Description of the task >> Write each line out exactly, leaving none out.

[Dataset records about object locations]
———
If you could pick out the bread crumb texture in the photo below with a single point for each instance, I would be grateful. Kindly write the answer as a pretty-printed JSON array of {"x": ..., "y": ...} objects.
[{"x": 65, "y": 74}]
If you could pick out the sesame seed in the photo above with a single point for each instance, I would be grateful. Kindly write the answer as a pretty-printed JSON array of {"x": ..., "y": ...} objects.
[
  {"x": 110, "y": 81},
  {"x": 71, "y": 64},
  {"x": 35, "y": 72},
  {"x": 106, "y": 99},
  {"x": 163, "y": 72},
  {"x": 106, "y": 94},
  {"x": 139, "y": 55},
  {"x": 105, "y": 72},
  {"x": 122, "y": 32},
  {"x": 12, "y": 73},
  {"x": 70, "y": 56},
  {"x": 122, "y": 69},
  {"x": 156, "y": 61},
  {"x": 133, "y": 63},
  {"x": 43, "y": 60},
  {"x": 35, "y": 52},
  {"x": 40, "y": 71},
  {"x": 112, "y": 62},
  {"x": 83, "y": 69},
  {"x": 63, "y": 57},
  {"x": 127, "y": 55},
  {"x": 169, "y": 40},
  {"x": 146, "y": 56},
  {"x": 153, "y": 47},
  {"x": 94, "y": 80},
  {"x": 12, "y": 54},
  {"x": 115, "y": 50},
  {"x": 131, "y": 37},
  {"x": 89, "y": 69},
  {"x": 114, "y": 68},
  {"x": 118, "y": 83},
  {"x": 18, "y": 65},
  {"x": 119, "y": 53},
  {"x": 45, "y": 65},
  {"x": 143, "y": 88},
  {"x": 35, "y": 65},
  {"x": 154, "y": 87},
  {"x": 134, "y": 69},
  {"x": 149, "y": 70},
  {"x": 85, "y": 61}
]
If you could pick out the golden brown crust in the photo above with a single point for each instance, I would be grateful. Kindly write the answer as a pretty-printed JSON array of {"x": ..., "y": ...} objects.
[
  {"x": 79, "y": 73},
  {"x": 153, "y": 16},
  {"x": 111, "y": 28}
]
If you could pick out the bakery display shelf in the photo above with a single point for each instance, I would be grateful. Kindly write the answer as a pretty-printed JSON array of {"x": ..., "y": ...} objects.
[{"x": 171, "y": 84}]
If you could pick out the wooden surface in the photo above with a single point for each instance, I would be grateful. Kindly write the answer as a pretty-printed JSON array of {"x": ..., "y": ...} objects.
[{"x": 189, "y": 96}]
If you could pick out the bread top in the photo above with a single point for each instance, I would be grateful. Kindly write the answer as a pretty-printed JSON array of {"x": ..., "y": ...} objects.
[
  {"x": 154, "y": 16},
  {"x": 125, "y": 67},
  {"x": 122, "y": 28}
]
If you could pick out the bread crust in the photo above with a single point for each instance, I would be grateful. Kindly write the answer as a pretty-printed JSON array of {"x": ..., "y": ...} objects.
———
Correct answer >>
If you could pick out the bread crumb texture in the photo below with a single point for each instance, I would be grateful. Kindly write the answer as a pretty-printed JSON array of {"x": ..., "y": ...} objects.
[{"x": 65, "y": 74}]
If you could pick out the sesame seed in the photo above with a single point for each instance, I would be grateful. Kindly write the answer as a pretty-printed JSON array of {"x": ..., "y": ...} objects.
[
  {"x": 110, "y": 81},
  {"x": 71, "y": 64},
  {"x": 35, "y": 72},
  {"x": 106, "y": 99},
  {"x": 163, "y": 72},
  {"x": 106, "y": 94},
  {"x": 139, "y": 55},
  {"x": 105, "y": 72},
  {"x": 122, "y": 32},
  {"x": 12, "y": 73},
  {"x": 70, "y": 56},
  {"x": 122, "y": 69},
  {"x": 156, "y": 61},
  {"x": 133, "y": 63},
  {"x": 43, "y": 60},
  {"x": 35, "y": 52},
  {"x": 40, "y": 71},
  {"x": 112, "y": 62},
  {"x": 83, "y": 69},
  {"x": 63, "y": 57},
  {"x": 127, "y": 55},
  {"x": 169, "y": 40},
  {"x": 146, "y": 56},
  {"x": 153, "y": 47},
  {"x": 94, "y": 80},
  {"x": 12, "y": 54},
  {"x": 115, "y": 50},
  {"x": 131, "y": 37},
  {"x": 89, "y": 69},
  {"x": 114, "y": 68},
  {"x": 118, "y": 83},
  {"x": 18, "y": 65},
  {"x": 119, "y": 53},
  {"x": 45, "y": 65},
  {"x": 143, "y": 88},
  {"x": 35, "y": 65},
  {"x": 154, "y": 87},
  {"x": 134, "y": 69},
  {"x": 149, "y": 70},
  {"x": 85, "y": 61}
]
If you could pick out the golden brown crust in the photo above with a single point for each instance, I would be grateful. Kindly write the answer as a pretty-printed JSON array of {"x": ..., "y": ...} objects.
[
  {"x": 79, "y": 73},
  {"x": 153, "y": 16},
  {"x": 111, "y": 28}
]
If you could pick out the bakery display shelf in the photo above with a single point for each instance, I would be grateful. Kindly write the answer as a pretty-printed JSON array of {"x": ..., "y": ...} objects.
[{"x": 171, "y": 84}]
If you could pick out the wooden surface in the photo above with a single point for each instance, I would be grateful. Kindly write the answer as a pretty-printed JSON array of {"x": ..., "y": ...} objects.
[{"x": 189, "y": 96}]
If you could pick out the bread top in the photo above with a single point for each instance, I would be grateful. Kindly write the answer as a pretty-printed JSON array of {"x": ..., "y": ...} objects.
[
  {"x": 154, "y": 16},
  {"x": 125, "y": 67},
  {"x": 122, "y": 28}
]
If you could pick out the bread crust in the photo above with a single point for each instance, I would be grateful. Kindly write the answer as a pretty-printed JSON array of {"x": ..., "y": ...} objects.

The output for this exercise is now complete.